Render the lines of the listing below as a JSON array of strings, one string per line and with any blank lines omitted, starting at the line that contains "Where can the eroded" and ending after the line that contains "x=542, y=304".

** start of Data to process **

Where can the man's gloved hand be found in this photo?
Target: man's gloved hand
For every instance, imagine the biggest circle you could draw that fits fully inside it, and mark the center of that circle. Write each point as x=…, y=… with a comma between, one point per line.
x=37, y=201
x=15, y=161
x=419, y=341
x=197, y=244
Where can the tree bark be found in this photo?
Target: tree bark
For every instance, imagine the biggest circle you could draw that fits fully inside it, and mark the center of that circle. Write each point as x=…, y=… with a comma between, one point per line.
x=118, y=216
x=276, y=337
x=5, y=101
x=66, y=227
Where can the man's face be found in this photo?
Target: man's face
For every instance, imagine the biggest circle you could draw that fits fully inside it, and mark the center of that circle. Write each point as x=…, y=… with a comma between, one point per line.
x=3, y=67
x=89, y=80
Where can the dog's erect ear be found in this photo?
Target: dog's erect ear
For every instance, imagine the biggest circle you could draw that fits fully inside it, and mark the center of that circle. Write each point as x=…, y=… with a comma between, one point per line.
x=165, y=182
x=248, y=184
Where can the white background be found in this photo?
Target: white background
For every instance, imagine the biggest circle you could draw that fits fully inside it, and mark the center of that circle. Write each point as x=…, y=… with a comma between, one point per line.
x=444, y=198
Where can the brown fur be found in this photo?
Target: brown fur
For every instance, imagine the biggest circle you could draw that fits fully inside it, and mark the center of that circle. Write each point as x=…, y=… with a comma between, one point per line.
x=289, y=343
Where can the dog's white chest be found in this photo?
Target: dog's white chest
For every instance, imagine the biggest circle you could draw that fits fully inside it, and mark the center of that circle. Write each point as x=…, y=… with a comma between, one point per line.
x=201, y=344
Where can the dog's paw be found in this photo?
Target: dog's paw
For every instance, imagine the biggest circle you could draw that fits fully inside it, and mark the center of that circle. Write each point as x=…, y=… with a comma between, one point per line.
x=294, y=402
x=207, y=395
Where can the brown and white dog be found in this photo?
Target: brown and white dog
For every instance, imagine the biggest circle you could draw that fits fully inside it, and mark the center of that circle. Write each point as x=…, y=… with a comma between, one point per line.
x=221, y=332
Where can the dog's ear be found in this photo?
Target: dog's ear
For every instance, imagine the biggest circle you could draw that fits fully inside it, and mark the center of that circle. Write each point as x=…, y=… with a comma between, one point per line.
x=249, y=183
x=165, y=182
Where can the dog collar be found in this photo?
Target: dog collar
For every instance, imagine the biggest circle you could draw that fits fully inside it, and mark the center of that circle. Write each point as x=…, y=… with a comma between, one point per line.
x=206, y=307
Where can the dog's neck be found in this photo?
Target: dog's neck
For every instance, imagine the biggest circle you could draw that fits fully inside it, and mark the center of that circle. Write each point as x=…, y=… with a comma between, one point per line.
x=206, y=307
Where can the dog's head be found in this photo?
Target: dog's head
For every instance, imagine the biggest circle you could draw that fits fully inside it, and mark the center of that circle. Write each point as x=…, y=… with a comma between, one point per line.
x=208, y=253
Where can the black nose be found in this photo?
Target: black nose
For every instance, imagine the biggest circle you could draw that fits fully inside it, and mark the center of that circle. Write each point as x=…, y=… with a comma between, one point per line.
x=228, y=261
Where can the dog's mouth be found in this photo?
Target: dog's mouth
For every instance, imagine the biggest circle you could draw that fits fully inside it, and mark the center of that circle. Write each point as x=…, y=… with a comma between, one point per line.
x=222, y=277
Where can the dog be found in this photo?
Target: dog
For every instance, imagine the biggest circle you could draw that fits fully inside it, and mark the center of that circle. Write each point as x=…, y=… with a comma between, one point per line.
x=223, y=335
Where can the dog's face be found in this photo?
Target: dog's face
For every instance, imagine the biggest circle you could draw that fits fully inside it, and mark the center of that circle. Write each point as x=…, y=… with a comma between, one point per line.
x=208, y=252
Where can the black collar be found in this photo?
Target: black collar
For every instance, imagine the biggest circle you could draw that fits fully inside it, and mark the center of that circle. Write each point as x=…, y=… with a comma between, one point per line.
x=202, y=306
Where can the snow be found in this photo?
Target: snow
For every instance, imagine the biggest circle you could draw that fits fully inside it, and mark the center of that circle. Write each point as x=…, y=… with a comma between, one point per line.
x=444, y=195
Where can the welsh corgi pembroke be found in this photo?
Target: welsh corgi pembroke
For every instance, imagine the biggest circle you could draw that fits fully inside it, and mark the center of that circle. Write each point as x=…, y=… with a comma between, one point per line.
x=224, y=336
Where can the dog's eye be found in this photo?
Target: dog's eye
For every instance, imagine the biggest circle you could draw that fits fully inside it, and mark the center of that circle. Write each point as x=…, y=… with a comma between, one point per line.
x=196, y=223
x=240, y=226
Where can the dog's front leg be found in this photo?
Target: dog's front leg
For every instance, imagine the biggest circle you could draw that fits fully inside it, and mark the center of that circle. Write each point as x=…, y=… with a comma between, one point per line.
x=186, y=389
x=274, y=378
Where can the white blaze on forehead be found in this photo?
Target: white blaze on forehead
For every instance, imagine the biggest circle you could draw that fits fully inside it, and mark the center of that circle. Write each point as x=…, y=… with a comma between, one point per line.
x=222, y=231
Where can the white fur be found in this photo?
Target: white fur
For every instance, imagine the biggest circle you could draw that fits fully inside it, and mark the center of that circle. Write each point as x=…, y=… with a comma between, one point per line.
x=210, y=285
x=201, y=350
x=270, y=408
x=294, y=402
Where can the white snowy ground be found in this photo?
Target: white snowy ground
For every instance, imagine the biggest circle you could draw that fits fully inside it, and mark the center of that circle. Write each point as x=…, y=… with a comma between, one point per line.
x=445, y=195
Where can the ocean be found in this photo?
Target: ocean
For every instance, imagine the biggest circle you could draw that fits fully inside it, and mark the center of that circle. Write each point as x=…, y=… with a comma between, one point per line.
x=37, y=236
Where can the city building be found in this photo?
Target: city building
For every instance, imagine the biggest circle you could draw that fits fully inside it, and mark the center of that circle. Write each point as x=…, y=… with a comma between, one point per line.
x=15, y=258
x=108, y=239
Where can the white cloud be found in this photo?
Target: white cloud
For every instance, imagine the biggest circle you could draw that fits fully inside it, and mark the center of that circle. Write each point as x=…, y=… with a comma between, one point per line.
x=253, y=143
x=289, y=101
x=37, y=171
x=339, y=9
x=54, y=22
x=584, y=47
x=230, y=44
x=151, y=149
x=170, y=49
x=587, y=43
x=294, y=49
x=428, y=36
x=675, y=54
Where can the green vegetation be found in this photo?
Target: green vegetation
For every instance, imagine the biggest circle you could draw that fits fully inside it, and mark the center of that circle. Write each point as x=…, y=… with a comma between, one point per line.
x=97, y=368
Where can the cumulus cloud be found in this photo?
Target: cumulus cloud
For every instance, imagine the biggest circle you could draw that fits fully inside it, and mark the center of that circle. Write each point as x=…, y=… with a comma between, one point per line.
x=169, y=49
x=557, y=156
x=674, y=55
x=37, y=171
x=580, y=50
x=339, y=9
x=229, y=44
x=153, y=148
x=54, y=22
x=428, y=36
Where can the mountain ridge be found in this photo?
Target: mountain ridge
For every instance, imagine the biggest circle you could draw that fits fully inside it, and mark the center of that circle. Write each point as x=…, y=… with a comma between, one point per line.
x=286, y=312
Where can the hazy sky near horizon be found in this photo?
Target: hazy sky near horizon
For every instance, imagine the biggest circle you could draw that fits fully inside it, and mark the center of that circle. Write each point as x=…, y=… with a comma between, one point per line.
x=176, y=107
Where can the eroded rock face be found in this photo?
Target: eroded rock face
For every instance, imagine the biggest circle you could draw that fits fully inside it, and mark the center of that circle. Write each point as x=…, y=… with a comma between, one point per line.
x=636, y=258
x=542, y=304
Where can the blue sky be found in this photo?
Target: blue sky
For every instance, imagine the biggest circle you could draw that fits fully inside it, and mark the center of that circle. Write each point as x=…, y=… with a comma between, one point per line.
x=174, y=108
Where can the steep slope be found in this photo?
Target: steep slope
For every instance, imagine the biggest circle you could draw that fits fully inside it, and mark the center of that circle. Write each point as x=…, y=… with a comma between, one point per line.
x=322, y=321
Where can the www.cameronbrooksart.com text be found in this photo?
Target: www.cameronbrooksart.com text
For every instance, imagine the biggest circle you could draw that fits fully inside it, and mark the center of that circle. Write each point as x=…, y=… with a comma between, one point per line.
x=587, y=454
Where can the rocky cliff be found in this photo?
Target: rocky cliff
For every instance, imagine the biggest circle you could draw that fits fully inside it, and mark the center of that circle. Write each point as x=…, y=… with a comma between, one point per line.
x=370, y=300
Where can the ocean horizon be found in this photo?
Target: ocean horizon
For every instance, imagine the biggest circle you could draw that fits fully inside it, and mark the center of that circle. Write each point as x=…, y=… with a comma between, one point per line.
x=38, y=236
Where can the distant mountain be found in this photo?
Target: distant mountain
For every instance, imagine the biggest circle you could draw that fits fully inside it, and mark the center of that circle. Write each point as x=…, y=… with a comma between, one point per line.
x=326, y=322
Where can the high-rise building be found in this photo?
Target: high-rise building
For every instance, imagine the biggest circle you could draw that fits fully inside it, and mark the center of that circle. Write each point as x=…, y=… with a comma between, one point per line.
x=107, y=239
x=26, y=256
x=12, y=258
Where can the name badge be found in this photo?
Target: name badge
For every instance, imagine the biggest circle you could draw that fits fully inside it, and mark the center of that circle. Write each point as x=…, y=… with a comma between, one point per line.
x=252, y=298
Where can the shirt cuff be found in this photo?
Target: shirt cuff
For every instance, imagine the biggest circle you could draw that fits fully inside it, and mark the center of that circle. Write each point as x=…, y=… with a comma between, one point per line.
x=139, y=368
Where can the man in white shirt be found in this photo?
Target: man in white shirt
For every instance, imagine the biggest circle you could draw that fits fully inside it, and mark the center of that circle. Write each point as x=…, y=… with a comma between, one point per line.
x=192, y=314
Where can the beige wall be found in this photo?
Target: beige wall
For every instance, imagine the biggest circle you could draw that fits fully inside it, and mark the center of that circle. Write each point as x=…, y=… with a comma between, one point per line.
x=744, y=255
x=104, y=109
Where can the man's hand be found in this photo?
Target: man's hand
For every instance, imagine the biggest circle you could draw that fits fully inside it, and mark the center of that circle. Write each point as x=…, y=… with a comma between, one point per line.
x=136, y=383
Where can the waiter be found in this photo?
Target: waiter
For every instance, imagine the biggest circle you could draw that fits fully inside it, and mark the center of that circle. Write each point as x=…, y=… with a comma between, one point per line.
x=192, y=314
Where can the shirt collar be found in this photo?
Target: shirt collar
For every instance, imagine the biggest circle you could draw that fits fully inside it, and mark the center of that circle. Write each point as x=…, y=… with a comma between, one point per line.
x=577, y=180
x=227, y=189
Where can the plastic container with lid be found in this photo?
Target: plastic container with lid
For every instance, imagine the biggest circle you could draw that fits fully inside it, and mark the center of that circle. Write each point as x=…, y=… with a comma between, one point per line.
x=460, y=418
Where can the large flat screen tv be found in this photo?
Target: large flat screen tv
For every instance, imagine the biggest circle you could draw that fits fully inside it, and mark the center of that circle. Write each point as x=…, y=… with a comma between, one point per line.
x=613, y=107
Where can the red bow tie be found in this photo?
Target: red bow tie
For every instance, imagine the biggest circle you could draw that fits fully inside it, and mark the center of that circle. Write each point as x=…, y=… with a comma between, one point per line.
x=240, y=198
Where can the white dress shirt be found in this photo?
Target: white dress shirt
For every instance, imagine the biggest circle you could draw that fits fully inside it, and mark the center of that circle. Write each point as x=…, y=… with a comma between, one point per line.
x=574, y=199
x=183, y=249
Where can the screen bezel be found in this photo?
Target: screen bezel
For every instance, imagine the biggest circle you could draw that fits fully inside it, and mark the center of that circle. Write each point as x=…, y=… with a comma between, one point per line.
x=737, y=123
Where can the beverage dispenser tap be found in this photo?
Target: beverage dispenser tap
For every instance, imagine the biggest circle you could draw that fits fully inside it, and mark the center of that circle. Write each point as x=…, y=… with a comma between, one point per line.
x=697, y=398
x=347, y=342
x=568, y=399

** end of Data to process **

◆ Answer to this problem
[
  "Where can the eroded rock face be found in this photo?",
  "Target: eroded rock face",
  "For every instance, imagine the biggest circle you could draw that fits fully inside it, and mark the center of that circle. Write each point as x=…, y=… with a comma between, one point per line.",
  "x=636, y=258",
  "x=542, y=304"
]